Michael Gordon -- Chief Operating Officer and Chief Financial Officer

Yes, certainly. Thanks, Karl. I think this goes back to some of the things we've said for a while, which is that while clearly, we're seeing a lot of adoption of Atlas, not every customer is ready to be in the cloud, and our goal is to give customers choice to meet them wherever they are on their cloud journey. Enterprise Advanced could be a great setup, as Dev had alluded to earlier, to eventually moving into the cloud when they are ready for it.

But I think more broadly, it just sort of speaks to the fact that the MongoDB value proposition resonates with customers. And so, here, we have customers who are not as cloud forward continuing to add and expand to their MongoDB footprint, and that drove the better expected quarter that we saw from sort of that product line.

Karl Keirstead -- UBS -- Analyst

Got it. OK. That's helpful. And then, Michael, just if you don't mind, back on DR, does it feel like this early renewal, larger multiyear commitment phenomenon is sort of one-off-ish? Or does it feel like this is the start of a trend? And maybe to put it another way, would you encourage us to be somewhat tempered in our DR growth estimates for 4Q and 1Q, if in fact, some deals, renewals were pulled forward? Thank you.

Michael Gordon -- Chief Operating Officer and Chief Financial Officer

Yeah. I think I'm going to say sort of yes to both, even though that might seem somewhat contradictory in the sense of like yes, I think it's a one-off. I think it is a directional trend over time as Atlas becomes more strategic within accounts. But I would, at least in the near term, certainly think of this as more one-off, which is part of the reason why we wanted to explicitly call it out, so people didn't sort of get unduly take the numbers and sort of extrapolate or do whatever you all want to do with it.

Karl Keirstead -- UBS -- Analyst

Yeah. Hence, my question. That's clear. Thanks, Michael.

Operator

Our next question comes from Patrick Walravens with JMP Securities.

Patrick Walravens -- JMP Securities -- Analyst

Great. Thank you, and let me add my congratulations. So, Dev, I've been listening carefully to some of the broader themes that you've been mentioning as we've been going through massive cloud transformation in the enterprise, the benefit of the distributed architecture. And the reason I've been trying to figure out what it might be that MongoDB, Snowflake, Datadog, and Confluent might all have in common because you guys are all already at super high growth rates and all accelerated in Q3.

So, if you have one to two thoughts on that, I would love to hear it.

Dev Ittycheria -- President and Chief Executive Officer

Well, thanks for the question. What I would say is couple of things. One, obviously, we are going through a massive transformation of the enterprise where people are moving workloads to the cloud. They've taken some time to get there, but now they're really moving aggressively to move not just tertiary second-tier apps, but mission-critical workloads to the cloud.

But by that move, they've also been very thoughtful about what technologies they use. They're not just taking the standard offerings from any of the cloud vendors -- or cloud providers, but really taking a best-of-breed approach. And so, I think that's what you're seeing as the beneficiaries out there basically choosing the best technologies available in the marketplace and running their workloads there. And I think we are well-positioned.

→ Available data
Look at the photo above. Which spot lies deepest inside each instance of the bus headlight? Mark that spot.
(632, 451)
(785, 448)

→ Problems to solve
A - Please reproduce the passage of the MongoDB earnings call transcript that begins with the words "Dev Ittycheria -- President" and ends with "mission-critical workloads to the cloud.".
B - Pick up the MongoDB earnings call transcript right after its final sentence and keep it going.

→ Set of answers
A -
Dev Ittycheria -- President and Chief Executive Officer

Well, thanks for the question. What I would say is couple of things. One, obviously, we are going through a massive transformation of the enterprise where people are moving workloads to the cloud. They've taken some time to get there, but now they're really moving aggressively to move not just tertiary second-tier apps, but mission-critical workloads to the cloud.

B -
And to your point about the themes or trends that I mentioned, their desire to increase the speed of development. Are people just going to want to move faster? Of course, they are. Are they going to want to buy stand-alone single-purpose databases? No, they need to have a general-purpose platform. Are performance and scale requirements going to grow over time? Of course, they are.

Is security available is going to be important? Of course, they are, right? Will customers want choice? Of course, they will. So, we feel all those trends are only going to be playing to our strengths. And that's why I think you're seeing customers increasingly choosing MongoDB to run their mission-critical applications in the cloud.

Patrick Walravens -- JMP Securities -- Analyst

Great. Thank you.

Operator

And our next question comes from Fred Havemeyer with Macquarie.

Fred Havemeyer -- Macquarie Group -- Analyst

Hey, thank you. So, MongoDB, you recently announced pay-as-you-go for Atlas. Last quarter, you announced serverless for Atlas. Across the board at MongoDB, it's really looking like you're trying to align database consumption deployment and utilization and make that much -- a much tighter loop than I think it really has been historically.

Also, I got to say I'd like to shout out on core on MongoDB. And I recall that earlier this year, you also announced UiPath had adopted MongoDB. So, you certainly have something going on with supporting low- and no-code workloads. But back to the kind of question in hands here.

How should we be thinking about Atlas growth drivers between say, traditional enterprises adopting Atlas for just more agile development cycles versus, say, innovative start-ups rapidly growing on your platform and perhaps adopting it because it much more tightly aligns with their need for scaling?

Dev Ittycheria -- President and Chief Executive Officer

Yeah. So, thanks for your question. I just want to make one clarification. The pay-as-you-go that we announced in AWS is only new to the marketplace at AWS.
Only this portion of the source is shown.